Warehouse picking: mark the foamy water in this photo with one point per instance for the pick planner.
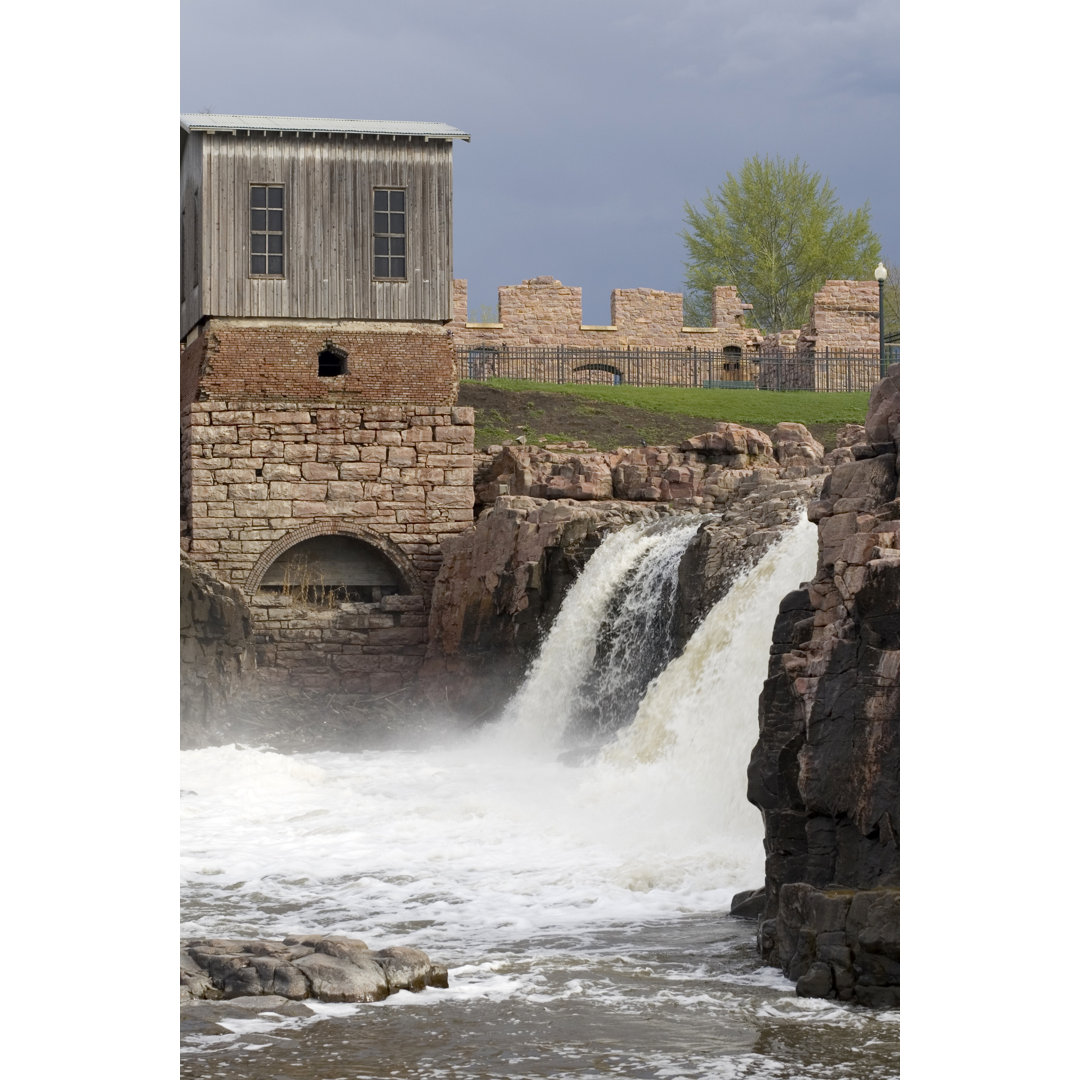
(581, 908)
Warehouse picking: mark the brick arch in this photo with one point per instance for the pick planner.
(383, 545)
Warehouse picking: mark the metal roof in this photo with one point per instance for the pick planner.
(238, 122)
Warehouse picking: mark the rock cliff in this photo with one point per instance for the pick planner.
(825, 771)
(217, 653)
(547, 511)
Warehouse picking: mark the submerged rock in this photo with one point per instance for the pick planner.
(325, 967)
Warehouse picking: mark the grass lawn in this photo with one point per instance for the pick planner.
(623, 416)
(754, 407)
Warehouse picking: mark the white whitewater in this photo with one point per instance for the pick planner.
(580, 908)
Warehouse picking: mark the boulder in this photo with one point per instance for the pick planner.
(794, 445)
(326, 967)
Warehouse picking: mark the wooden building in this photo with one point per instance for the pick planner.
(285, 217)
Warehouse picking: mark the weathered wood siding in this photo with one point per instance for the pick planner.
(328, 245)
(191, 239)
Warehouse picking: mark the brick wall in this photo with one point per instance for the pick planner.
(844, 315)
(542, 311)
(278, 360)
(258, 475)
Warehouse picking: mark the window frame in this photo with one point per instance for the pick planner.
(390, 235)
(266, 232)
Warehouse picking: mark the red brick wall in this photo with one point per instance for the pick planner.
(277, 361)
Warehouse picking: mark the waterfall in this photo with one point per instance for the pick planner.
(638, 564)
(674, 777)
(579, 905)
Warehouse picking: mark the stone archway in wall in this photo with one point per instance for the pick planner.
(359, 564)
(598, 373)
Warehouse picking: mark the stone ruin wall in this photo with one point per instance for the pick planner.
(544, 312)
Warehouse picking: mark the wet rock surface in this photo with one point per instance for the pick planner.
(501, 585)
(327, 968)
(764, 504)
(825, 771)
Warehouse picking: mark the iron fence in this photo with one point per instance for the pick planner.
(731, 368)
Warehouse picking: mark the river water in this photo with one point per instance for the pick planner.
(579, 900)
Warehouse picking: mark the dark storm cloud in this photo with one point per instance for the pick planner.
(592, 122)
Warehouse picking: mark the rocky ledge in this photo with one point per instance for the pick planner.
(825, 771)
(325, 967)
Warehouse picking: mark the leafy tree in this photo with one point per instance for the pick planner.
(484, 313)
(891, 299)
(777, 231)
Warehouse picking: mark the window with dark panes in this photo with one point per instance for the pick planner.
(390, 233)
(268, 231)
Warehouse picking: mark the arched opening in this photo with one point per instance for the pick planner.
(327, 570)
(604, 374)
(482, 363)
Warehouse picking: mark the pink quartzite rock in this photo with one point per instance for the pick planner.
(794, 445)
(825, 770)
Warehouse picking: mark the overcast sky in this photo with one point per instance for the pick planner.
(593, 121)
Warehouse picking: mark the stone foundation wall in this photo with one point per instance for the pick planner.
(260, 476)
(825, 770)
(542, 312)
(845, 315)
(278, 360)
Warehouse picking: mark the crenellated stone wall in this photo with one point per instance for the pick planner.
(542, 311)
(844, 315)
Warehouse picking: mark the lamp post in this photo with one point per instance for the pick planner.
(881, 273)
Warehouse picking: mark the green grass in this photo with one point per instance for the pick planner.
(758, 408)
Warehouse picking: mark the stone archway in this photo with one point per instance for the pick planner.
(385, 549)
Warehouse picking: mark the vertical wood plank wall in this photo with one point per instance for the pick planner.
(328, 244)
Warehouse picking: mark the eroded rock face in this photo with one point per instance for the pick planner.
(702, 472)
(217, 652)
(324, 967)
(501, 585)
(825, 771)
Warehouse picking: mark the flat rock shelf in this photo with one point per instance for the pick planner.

______________________________

Task to carry out:
Recast the records, from the line with "Warehouse picking: mark the pink" through the end of the records, as a Markdown table with the columns Number and Record line, one row per line and blank lines left out.

Result:
| Number | Record line |
|---|---|
| 1 | Warehouse picking: mark the pink quartzite rock in this photo with one point per instance for the pick planner. |
| 2 | (794, 445) |
| 3 | (825, 770) |
| 4 | Warehouse picking: mark the overcast sky in this photo with one point per instance for the pick planner. |
| 5 | (593, 121) |
| 6 | Warehouse picking: mark the stone foundation wall in this photo with one point per instance for the pick planner. |
| 7 | (260, 476) |
| 8 | (825, 770) |
| 9 | (542, 312) |
| 10 | (845, 315) |
| 11 | (278, 360) |
| 12 | Warehouse picking: mark the crenellated stone wall in this photo with one point per instance for the pick planner. |
| 13 | (542, 311) |
| 14 | (844, 315) |
| 15 | Warehouse picking: mark the lamp post in this photo with one point per instance for the pick planner. |
| 16 | (881, 273) |
| 17 | Warehouse picking: mark the green grass in this photo with one point per instance for the pick planner. |
| 18 | (758, 408) |
| 19 | Warehouse picking: mark the stone archway in this photo with one point per instance for the pick planner. |
| 20 | (385, 549) |
| 21 | Warehouse picking: mark the vertical wood plank wall in this photo with one point per instance for the pick planner. |
| 22 | (328, 244) |
| 23 | Warehouse picking: mark the eroded rock face in this photo with one point per instance for the pick planner. |
| 24 | (702, 472) |
| 25 | (217, 652) |
| 26 | (324, 967) |
| 27 | (501, 585) |
| 28 | (825, 771) |
| 29 | Warehouse picking: mark the flat rock shelf in this photo with one point per instance for the pick planner. |